Problem to solve:
Print the part of the news report on the Mansoura police headquarters bombing between "Bomb Rips Through" and "bombings by militants.", inclusive, word for word.
== Passage shown ==
Bomb Rips Through Egyptian Police Building
By KAREEM FAHIM and MAYY EL SHEIKH
CAIRO — A powerful bomb that may have been placed inside a booby-trapped truck ripped through a police headquarters north of the capital early Tuesday, killing at least 13 people in an attack that highlighted the Egyptian government's faltering struggle against a campaign of assassinations and bombings by militants.
The bombing, in the Nile Delta city of Mansoura, appeared to be one of the most brazen attacks since the military ouster of the president, Mohamed Morsi, in July. Television footage showed buildings stripped of their facades, mounds of rubble and the police headquarters crippled, with a jagged scar running across its five stories.
At least eight of the victims were police officers and three bodies remained unidentified, according to the Interior Ministry. The director of security for the city of Mansoura was among the wounded.
The attack, the second on the headquarters since July, renewed doubts about the government's ability to provide security just weeks before millions of Egyptians are expected to vote in a referendum on a draft constitution. And it seemed certain to strengthen a government crackdown that has been focused primarily on Mr. Morsi's Islamist movement, the Muslim Brotherhood, but has also lately swept up non-Islamist activists who have been critical of the government's policies.
At funerals in Mansoura for the bombing victims, hundreds of people awaiting the bodies held posters of Egypt's de facto leader, Gen. Abdul-Fattah el-Sisi, the powerful military chief, while chanting angry slogans against the Islamists.
"The people want the execution of the Brotherhood!," one chant went.
There were no immediate claim of responsibility. Officials gave conflicting accounts about the source of the explosion. An unidentified security official was quoted by the website of Al-Ahram, the flagship state newspaper, as saying that the source was a booby-trapped truck parked near the headquarters, on a side street where only police cars were permitted to park. But the head of the explosives department at the Ministry of Interior said officials were still removing rubble to determine the source.
===
== Recorded data ==
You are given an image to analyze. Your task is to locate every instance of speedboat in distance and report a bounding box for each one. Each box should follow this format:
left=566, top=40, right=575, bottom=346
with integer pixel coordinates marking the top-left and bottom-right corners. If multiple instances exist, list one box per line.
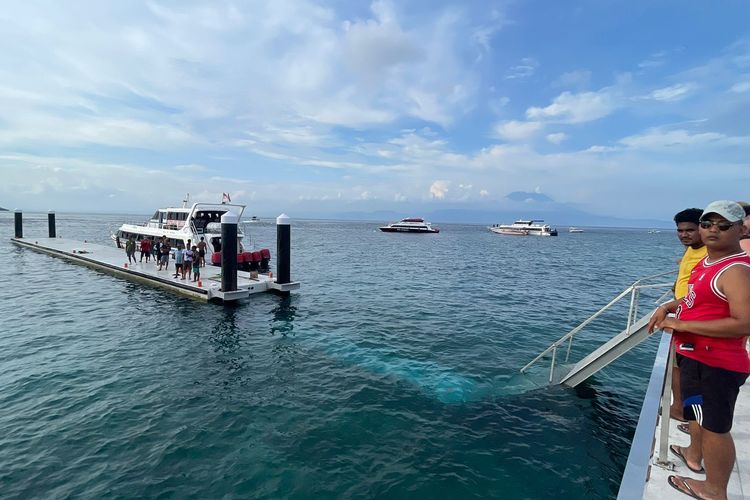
left=380, top=217, right=440, bottom=233
left=489, top=220, right=557, bottom=236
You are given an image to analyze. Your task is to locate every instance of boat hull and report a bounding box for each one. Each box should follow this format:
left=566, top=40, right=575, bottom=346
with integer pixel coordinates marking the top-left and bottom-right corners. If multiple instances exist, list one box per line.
left=379, top=226, right=440, bottom=234
left=490, top=227, right=557, bottom=236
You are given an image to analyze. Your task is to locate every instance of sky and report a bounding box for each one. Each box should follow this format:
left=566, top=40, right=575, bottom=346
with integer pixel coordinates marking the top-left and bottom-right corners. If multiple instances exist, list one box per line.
left=0, top=0, right=750, bottom=222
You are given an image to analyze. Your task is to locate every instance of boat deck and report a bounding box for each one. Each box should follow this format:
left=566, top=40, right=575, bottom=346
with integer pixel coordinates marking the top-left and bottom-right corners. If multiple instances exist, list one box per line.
left=617, top=334, right=750, bottom=500
left=11, top=238, right=300, bottom=302
left=643, top=384, right=750, bottom=500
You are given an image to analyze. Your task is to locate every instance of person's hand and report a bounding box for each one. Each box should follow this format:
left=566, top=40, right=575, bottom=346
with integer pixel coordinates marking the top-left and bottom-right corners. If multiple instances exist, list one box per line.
left=656, top=317, right=680, bottom=330
left=648, top=306, right=667, bottom=335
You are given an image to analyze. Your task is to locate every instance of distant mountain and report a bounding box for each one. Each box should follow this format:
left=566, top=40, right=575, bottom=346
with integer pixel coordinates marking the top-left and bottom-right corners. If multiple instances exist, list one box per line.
left=505, top=191, right=554, bottom=203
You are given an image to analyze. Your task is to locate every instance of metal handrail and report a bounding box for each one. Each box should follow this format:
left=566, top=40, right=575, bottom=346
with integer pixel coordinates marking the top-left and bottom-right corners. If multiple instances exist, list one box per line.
left=521, top=271, right=676, bottom=382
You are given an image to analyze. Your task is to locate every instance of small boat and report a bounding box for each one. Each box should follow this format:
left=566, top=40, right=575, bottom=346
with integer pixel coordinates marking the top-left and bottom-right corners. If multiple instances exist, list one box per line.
left=379, top=217, right=440, bottom=233
left=488, top=219, right=557, bottom=236
left=112, top=196, right=250, bottom=262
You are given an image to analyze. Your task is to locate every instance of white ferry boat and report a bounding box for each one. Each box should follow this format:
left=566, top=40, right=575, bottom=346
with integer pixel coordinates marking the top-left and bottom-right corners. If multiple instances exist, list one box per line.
left=112, top=198, right=245, bottom=262
left=380, top=217, right=440, bottom=233
left=489, top=220, right=557, bottom=236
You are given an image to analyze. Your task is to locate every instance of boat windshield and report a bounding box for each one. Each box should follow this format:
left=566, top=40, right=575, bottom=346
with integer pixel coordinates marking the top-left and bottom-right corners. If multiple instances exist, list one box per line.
left=193, top=209, right=227, bottom=234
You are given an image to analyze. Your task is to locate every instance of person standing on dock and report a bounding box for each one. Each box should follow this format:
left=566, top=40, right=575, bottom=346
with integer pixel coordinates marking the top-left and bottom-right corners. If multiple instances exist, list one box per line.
left=669, top=208, right=707, bottom=424
left=125, top=236, right=138, bottom=264
left=740, top=202, right=750, bottom=255
left=159, top=236, right=171, bottom=271
left=141, top=238, right=151, bottom=263
left=182, top=244, right=195, bottom=279
left=196, top=236, right=206, bottom=267
left=648, top=200, right=750, bottom=498
left=193, top=245, right=201, bottom=281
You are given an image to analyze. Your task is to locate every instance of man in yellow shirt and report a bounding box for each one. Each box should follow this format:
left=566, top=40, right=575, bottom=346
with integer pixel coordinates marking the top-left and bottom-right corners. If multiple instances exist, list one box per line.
left=669, top=208, right=706, bottom=422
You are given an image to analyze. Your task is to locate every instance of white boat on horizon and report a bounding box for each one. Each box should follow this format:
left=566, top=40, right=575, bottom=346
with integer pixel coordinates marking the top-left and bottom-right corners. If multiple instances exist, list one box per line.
left=379, top=217, right=440, bottom=234
left=488, top=219, right=557, bottom=236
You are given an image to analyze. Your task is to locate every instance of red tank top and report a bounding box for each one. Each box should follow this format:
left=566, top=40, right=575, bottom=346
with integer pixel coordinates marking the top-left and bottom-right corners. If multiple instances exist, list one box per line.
left=675, top=253, right=750, bottom=373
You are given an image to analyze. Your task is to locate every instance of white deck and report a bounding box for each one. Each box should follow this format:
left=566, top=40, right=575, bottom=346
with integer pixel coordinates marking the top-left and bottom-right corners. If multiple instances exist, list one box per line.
left=11, top=238, right=300, bottom=301
left=643, top=384, right=750, bottom=500
left=617, top=333, right=750, bottom=500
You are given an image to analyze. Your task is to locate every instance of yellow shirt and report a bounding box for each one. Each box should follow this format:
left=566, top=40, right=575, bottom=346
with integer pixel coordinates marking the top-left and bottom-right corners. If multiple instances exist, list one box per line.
left=674, top=245, right=708, bottom=299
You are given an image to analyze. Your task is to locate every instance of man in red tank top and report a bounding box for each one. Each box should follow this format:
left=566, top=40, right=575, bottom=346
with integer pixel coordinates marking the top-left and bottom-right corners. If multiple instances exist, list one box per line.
left=649, top=201, right=750, bottom=498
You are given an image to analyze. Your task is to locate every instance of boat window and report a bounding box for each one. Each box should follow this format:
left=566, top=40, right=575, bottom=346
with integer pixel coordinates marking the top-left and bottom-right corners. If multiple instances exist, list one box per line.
left=193, top=210, right=226, bottom=234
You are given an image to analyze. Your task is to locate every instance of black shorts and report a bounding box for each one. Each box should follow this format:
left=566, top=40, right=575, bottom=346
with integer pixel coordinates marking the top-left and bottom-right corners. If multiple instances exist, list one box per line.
left=679, top=356, right=748, bottom=434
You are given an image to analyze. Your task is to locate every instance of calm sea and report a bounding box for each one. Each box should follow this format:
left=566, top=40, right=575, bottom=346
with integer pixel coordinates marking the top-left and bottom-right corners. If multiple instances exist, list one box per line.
left=0, top=213, right=681, bottom=499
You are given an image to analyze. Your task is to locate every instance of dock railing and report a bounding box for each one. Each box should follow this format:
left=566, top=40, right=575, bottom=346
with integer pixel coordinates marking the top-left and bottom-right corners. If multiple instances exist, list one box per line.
left=521, top=271, right=676, bottom=383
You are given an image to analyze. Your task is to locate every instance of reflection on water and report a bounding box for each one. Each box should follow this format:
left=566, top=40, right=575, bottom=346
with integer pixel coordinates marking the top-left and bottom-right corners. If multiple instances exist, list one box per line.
left=209, top=303, right=241, bottom=354
left=271, top=295, right=297, bottom=336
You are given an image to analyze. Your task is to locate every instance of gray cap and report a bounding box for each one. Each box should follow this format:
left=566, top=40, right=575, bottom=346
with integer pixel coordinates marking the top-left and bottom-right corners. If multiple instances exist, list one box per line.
left=701, top=200, right=745, bottom=222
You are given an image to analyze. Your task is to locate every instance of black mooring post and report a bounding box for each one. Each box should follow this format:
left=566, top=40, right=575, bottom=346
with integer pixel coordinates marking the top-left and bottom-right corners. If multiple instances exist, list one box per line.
left=276, top=214, right=292, bottom=284
left=15, top=210, right=23, bottom=238
left=47, top=210, right=57, bottom=238
left=221, top=212, right=240, bottom=292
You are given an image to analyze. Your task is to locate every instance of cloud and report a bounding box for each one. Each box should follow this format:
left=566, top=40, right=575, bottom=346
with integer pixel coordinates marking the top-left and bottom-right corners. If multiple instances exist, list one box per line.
left=552, top=69, right=591, bottom=88
left=638, top=50, right=669, bottom=69
left=505, top=57, right=539, bottom=80
left=430, top=181, right=450, bottom=200
left=547, top=132, right=568, bottom=144
left=729, top=80, right=750, bottom=94
left=495, top=120, right=543, bottom=141
left=649, top=83, right=694, bottom=101
left=619, top=129, right=750, bottom=149
left=526, top=89, right=617, bottom=123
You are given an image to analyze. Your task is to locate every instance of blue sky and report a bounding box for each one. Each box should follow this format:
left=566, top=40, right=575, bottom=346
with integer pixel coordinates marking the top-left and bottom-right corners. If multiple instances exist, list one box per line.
left=0, top=0, right=750, bottom=219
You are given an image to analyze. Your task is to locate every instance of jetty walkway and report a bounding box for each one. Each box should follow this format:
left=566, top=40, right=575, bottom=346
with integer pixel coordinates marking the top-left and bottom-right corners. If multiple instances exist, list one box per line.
left=11, top=238, right=300, bottom=302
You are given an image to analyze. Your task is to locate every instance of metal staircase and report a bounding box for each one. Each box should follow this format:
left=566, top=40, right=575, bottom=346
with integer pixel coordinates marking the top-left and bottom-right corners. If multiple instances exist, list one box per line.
left=521, top=271, right=674, bottom=387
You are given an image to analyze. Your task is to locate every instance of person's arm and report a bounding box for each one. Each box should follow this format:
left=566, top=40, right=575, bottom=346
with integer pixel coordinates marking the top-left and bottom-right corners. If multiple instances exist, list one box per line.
left=660, top=265, right=750, bottom=338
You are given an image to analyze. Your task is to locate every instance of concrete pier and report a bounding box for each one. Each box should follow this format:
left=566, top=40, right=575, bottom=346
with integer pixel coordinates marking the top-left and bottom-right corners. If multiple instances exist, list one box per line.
left=11, top=237, right=300, bottom=302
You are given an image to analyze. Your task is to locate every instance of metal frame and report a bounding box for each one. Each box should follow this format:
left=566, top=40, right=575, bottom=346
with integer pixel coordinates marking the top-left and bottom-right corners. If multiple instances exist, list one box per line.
left=617, top=332, right=674, bottom=500
left=520, top=271, right=676, bottom=383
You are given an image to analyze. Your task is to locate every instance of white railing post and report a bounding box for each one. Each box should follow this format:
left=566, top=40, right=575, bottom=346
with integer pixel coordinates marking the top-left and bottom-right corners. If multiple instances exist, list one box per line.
left=657, top=339, right=674, bottom=465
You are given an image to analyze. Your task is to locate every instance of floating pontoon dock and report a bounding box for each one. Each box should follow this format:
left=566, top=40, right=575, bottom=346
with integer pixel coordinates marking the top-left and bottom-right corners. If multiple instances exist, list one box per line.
left=617, top=333, right=750, bottom=500
left=11, top=238, right=300, bottom=302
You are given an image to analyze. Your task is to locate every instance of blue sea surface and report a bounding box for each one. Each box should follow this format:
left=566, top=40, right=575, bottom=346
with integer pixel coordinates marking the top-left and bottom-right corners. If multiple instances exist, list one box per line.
left=0, top=213, right=682, bottom=499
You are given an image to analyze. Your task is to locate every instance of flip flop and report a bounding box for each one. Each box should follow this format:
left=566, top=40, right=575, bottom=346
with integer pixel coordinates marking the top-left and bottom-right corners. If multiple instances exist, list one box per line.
left=669, top=444, right=706, bottom=474
left=667, top=476, right=705, bottom=500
===
Exercise output:
Bomb Rips Through Egyptian Police Building
By KAREEM FAHIM and MAYY EL SHEIKH
CAIRO — A powerful bomb that may have been placed inside a booby-trapped truck ripped through a police headquarters north of the capital early Tuesday, killing at least 13 people in an attack that highlighted the Egyptian government's faltering struggle against a campaign of assassinations and bombings by militants.